Check each line of the records below and collect those holding "black".

::: Data excerpts

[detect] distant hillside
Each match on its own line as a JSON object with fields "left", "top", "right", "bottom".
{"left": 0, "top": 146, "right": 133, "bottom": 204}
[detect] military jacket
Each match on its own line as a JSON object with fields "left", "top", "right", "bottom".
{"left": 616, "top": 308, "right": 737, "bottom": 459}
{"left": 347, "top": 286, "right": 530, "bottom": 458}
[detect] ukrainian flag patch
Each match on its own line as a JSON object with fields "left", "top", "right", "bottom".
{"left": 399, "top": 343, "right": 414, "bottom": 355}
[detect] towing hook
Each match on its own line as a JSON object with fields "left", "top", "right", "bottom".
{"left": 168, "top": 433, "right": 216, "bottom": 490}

::::::
::: Data excerpts

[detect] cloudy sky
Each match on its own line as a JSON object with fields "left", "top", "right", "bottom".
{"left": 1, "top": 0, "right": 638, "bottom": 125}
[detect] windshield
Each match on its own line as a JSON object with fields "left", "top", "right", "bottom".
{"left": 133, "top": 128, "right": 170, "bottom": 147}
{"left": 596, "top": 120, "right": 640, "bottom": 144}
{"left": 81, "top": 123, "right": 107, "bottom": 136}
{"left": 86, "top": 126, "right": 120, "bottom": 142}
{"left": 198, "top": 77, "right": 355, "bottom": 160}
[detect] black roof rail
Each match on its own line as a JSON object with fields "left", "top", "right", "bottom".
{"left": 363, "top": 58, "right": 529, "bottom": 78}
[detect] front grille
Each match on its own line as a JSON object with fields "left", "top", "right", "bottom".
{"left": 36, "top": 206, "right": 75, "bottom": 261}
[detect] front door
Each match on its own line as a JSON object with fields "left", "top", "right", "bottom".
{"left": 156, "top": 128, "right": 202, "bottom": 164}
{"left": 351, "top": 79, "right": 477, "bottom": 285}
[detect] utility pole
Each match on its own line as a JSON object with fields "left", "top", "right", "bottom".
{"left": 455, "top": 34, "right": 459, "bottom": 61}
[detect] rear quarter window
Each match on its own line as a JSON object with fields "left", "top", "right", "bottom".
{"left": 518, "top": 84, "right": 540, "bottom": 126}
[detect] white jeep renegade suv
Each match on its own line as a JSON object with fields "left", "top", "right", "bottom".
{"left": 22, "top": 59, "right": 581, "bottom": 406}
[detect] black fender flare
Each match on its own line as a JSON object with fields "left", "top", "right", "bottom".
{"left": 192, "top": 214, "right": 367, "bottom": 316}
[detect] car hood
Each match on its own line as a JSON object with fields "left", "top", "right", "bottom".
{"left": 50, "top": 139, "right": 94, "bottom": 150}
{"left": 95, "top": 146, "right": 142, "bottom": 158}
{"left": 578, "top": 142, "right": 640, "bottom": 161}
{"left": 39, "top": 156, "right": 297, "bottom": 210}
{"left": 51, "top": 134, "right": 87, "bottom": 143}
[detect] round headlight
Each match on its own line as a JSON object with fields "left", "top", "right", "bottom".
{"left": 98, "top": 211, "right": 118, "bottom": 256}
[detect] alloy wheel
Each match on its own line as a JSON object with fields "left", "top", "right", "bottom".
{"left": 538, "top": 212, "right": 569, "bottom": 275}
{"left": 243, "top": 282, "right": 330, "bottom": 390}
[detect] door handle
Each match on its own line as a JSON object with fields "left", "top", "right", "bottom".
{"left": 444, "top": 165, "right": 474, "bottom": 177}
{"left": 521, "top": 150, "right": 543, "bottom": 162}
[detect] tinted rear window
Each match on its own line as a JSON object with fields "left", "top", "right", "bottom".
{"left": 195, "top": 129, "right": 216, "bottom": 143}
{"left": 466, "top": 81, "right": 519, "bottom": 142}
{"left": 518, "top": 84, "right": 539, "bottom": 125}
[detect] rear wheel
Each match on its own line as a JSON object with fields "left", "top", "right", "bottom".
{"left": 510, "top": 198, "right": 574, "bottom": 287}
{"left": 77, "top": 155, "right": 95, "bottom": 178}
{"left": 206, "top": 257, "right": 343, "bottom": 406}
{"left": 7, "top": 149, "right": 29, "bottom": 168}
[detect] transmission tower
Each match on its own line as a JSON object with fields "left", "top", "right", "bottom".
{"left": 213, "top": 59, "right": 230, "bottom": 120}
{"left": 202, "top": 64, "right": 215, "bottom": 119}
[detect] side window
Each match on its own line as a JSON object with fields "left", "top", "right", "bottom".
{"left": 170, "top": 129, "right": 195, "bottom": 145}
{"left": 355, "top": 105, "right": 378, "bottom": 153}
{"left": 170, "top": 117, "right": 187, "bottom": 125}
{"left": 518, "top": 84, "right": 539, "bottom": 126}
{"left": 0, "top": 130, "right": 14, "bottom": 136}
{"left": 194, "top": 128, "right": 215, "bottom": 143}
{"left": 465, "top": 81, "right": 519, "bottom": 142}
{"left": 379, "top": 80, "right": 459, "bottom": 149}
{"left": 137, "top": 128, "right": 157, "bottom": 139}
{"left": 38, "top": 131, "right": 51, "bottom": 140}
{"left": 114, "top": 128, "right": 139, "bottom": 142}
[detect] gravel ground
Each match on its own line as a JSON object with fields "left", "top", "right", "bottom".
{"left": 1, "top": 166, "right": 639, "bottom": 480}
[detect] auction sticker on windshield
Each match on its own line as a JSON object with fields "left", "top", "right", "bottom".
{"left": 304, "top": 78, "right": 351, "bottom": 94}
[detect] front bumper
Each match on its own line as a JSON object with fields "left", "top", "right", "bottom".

::::::

> [Your response]:
[detect] black roof rail
[detect] black fender flare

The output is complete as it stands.